*What you should do:* Present every line of the records below as a Markdown table with the columns Row and Line, numbering each row and skipping blank lines.

* begin Raw data *

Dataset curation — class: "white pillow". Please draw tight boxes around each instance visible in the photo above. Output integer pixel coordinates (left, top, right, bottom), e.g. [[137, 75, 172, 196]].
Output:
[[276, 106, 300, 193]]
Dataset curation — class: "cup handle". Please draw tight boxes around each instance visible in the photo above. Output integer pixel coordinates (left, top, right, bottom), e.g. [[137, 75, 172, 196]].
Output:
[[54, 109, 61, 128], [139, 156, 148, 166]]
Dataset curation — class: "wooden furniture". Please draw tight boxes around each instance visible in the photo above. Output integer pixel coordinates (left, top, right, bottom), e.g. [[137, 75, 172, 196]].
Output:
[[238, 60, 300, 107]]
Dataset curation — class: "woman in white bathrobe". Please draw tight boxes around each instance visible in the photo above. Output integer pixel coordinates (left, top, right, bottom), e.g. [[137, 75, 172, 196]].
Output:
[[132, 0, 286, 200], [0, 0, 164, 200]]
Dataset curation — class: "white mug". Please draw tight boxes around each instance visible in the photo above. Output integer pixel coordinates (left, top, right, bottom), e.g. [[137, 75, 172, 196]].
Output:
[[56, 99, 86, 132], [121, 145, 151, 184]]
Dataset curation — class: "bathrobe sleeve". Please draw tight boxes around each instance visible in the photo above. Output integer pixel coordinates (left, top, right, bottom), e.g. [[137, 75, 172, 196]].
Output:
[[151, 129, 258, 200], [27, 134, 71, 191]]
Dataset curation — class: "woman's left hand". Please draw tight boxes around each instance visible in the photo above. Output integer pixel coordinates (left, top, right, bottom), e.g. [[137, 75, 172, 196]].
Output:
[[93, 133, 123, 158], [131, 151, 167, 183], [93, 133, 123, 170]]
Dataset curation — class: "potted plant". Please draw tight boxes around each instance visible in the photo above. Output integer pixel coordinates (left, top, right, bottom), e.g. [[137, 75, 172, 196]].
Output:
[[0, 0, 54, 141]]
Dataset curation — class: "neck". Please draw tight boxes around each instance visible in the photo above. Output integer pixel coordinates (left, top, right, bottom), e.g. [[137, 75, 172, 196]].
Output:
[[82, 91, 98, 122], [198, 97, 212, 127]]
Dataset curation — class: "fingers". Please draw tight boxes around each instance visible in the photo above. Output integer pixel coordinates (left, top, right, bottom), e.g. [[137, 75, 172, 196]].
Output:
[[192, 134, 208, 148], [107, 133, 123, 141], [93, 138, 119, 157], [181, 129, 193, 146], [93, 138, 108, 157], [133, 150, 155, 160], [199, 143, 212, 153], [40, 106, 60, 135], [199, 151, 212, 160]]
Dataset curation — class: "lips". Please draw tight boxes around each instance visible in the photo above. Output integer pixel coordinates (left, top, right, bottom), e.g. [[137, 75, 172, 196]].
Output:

* end Raw data *

*Written solution:*
| Row | Line |
|---|---|
| 1 | Dataset curation — class: "white pillow". Please draw tight boxes around each instance visible in the photo above. Output integer pixel coordinates (left, top, right, bottom), e.g. [[137, 75, 172, 196]]. |
| 2 | Output: |
| 3 | [[276, 106, 300, 193]] |
| 4 | Dataset curation — class: "cup handle". Please draw tight boxes around each instance visible in the photo above. Output integer pixel coordinates (left, top, right, bottom), e.g. [[137, 75, 172, 196]]. |
| 5 | Output: |
| 6 | [[54, 109, 61, 128], [139, 156, 148, 166]] |
| 7 | Dataset curation — class: "wooden furniture". Please draw tight boxes around each instance visible in the photo above. Output integer pixel coordinates (left, top, right, bottom), e.g. [[137, 75, 172, 196]]. |
| 8 | Output: |
| 9 | [[238, 60, 300, 107]] |
| 10 | Dataset curation — class: "woman in white bathrobe". Please draw tight boxes around each instance visible in the photo above. Output integer pixel coordinates (left, top, right, bottom), e.g. [[137, 75, 172, 196]]. |
| 11 | Output: |
| 12 | [[132, 0, 286, 200], [0, 0, 164, 200]] |
| 13 | Dataset curation — class: "white mug". Please draw tight boxes around each instance visible in the photo above. Output integer pixel coordinates (left, top, right, bottom), e.g. [[137, 75, 172, 196]]. |
| 14 | Output: |
| 15 | [[56, 99, 86, 132], [121, 145, 151, 184]] |
| 16 | Dataset curation — class: "bathrobe sleeve". Please draw tight boxes around each instance visible in the photo above. Output integer pixel coordinates (left, top, right, bottom), e.g. [[137, 75, 172, 196]]. |
| 17 | Output: |
| 18 | [[151, 129, 258, 200], [27, 134, 71, 191]] |
| 19 | Dataset curation — class: "woman's left hand". Please draw tight boxes around each instance visible in the photo above. Output integer pixel coordinates (left, top, right, bottom), e.g. [[137, 75, 172, 196]]. |
| 20 | Output: |
| 21 | [[93, 133, 123, 158], [131, 151, 167, 183], [93, 133, 123, 170]] |
| 22 | Dataset curation — class: "potted plant". Please draw tight boxes around each instance visible in the photo above. Output integer pixel coordinates (left, top, right, bottom), e.g. [[137, 75, 172, 196]]. |
| 23 | Output: |
| 24 | [[0, 0, 54, 141]] |
| 25 | Dataset curation — class: "neck". Please draw tight boxes around each instance visible in the photo above. Output integer pixel coordinates (left, top, right, bottom), e.g. [[137, 75, 172, 196]]. |
| 26 | Output: |
| 27 | [[82, 91, 98, 122], [198, 97, 212, 127]] |
| 28 | Dataset curation — class: "fingers". Please draw tight boxes around each instance visible in the photo above. Output integer pixel coordinates (left, top, right, bottom), e.g. [[137, 75, 172, 196]]. |
| 29 | Output: |
| 30 | [[192, 134, 208, 148], [107, 133, 123, 141], [93, 138, 119, 157], [181, 129, 193, 146], [93, 138, 108, 157], [133, 150, 155, 160], [199, 143, 212, 153], [40, 106, 60, 135], [199, 151, 212, 160]] |
| 31 | Dataset curation — class: "lips". Please draw tight boxes around each instance visible in the photo above. Output integer pixel coordinates (left, top, right, bottom), e.g. [[137, 75, 172, 196]]. |
| 32 | Output: |